[Box-labeled dataset extracts]
[start]

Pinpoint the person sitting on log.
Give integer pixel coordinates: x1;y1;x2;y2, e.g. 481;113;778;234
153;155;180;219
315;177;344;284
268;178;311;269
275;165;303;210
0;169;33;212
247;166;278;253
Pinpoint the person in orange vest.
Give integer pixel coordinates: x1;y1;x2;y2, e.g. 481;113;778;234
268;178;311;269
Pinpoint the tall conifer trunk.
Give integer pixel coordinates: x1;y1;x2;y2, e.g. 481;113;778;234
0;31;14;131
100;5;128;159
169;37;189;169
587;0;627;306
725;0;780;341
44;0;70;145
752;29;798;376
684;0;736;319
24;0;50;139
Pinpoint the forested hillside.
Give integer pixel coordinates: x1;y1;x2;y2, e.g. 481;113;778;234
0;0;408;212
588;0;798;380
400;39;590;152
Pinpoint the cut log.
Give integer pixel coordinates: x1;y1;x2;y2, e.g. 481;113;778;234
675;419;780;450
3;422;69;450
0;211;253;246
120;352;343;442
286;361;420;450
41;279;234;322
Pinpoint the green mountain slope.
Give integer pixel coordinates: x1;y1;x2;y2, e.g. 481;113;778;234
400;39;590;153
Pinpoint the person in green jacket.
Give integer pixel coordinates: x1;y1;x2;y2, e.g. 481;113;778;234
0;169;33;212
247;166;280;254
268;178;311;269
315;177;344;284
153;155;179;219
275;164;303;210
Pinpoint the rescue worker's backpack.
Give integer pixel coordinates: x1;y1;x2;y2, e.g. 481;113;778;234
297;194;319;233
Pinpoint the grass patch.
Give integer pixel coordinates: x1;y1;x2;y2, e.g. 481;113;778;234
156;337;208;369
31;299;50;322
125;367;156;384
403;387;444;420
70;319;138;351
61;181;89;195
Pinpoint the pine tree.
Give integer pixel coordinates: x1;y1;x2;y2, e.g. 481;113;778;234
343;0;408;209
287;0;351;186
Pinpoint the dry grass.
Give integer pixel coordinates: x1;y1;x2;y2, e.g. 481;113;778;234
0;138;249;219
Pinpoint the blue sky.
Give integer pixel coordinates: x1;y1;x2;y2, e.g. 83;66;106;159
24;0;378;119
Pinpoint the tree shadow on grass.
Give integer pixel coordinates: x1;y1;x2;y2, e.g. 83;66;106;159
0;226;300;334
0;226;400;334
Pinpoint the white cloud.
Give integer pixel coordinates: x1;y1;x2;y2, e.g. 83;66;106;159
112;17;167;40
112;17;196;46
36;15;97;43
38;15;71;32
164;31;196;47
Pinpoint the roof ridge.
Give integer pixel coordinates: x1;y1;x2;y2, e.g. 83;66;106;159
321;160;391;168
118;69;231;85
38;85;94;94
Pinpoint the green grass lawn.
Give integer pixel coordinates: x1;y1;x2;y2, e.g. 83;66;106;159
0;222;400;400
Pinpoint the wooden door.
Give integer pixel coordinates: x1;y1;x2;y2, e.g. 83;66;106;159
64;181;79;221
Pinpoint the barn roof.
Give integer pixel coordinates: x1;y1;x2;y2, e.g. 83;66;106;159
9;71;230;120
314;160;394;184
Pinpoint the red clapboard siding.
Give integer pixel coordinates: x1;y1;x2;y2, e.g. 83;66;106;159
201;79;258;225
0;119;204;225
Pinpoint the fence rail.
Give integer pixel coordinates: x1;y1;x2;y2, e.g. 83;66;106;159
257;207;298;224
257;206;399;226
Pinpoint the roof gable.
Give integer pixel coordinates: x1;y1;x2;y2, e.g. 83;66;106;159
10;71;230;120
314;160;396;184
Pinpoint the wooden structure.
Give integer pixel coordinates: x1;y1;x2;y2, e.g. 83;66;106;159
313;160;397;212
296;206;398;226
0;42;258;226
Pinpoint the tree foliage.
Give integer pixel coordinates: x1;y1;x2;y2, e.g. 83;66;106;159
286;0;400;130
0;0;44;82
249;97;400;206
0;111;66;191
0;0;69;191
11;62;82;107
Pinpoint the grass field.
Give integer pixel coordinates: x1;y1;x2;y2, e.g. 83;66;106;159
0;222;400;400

[end]
[start]

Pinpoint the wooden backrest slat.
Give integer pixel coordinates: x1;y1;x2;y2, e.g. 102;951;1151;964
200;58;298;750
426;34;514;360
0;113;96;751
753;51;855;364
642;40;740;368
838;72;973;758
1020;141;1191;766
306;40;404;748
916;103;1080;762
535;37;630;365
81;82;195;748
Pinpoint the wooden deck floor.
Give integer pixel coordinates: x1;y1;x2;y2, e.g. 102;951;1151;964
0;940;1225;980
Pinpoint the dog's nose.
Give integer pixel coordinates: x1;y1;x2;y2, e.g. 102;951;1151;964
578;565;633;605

[end]

* _WHAT TO PRODUCE_
Copy out word for word the lines from the one containing "Pinpoint the person sitting on log." through the one containing "247;166;278;253", both included.

* _PROBLEM SOLUTION_
Pinpoint the person sitting on log.
Give integer pixel coordinates: x1;y1;x2;y2, e.g. 481;113;778;234
153;155;180;219
315;177;344;284
268;178;311;269
275;165;303;210
0;169;33;212
247;166;278;253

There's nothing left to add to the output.